◆ **REQUIREMENT**: Pull out every line in the listing below that contains the word "uniform", and copy each one in full. Matching is case-sensitive.

◆ **GIVEN RECORDS**:
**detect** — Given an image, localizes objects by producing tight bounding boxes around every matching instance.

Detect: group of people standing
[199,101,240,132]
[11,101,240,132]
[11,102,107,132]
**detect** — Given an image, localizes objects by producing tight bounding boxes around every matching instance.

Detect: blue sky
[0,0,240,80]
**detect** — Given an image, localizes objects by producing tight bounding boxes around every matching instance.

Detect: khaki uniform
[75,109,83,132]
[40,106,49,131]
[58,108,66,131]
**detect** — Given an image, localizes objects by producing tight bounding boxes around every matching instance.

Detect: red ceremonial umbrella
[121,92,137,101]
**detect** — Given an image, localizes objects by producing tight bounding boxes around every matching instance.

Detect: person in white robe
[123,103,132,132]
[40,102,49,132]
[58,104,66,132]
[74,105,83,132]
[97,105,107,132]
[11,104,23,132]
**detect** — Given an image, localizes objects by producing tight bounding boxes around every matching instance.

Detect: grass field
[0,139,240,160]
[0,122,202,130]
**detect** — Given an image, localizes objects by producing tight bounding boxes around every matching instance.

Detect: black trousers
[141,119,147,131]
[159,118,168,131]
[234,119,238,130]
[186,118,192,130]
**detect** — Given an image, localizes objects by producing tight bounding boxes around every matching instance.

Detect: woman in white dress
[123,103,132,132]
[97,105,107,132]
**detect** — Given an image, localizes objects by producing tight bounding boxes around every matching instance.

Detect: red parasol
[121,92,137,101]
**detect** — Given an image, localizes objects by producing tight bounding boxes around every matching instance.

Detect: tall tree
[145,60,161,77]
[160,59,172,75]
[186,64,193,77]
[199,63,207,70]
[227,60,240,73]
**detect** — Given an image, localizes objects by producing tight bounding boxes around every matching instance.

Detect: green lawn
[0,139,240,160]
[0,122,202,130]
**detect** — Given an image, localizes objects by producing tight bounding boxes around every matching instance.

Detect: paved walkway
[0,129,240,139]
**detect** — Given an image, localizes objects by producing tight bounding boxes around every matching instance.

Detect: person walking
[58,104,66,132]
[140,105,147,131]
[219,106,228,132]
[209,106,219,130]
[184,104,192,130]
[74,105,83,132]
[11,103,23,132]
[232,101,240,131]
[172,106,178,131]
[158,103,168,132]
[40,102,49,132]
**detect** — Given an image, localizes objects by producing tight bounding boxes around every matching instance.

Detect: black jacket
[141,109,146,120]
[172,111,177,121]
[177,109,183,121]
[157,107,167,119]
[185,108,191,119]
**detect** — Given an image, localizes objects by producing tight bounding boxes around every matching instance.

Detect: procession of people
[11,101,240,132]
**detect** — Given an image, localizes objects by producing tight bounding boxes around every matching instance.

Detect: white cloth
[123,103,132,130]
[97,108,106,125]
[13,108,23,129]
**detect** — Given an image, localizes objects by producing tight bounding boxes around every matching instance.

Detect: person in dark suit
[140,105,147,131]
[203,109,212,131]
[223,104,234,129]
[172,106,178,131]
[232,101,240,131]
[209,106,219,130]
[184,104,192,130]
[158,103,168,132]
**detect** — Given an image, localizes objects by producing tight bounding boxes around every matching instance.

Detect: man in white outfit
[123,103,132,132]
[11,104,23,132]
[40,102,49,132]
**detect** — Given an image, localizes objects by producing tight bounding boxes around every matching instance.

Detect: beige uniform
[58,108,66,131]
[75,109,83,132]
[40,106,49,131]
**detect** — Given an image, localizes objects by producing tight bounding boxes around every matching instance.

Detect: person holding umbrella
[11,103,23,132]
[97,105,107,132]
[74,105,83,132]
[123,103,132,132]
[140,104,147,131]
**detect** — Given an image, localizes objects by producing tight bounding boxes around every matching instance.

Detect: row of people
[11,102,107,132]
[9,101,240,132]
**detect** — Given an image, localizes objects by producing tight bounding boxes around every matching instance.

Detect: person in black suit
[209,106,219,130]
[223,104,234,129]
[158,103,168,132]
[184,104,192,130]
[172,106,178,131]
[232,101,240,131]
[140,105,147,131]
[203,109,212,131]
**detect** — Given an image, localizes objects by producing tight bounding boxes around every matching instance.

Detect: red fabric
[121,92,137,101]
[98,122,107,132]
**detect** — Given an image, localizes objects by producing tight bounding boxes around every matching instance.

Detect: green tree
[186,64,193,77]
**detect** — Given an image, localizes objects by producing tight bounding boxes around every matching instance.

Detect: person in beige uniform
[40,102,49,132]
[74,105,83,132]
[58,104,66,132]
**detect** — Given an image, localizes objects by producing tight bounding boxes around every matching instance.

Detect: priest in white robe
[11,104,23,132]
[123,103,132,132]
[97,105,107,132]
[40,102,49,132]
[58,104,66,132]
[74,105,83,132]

◆ **THE RESULT**:
Detect: khaki uniform
Detect: beige uniform
Detect: person in beige uniform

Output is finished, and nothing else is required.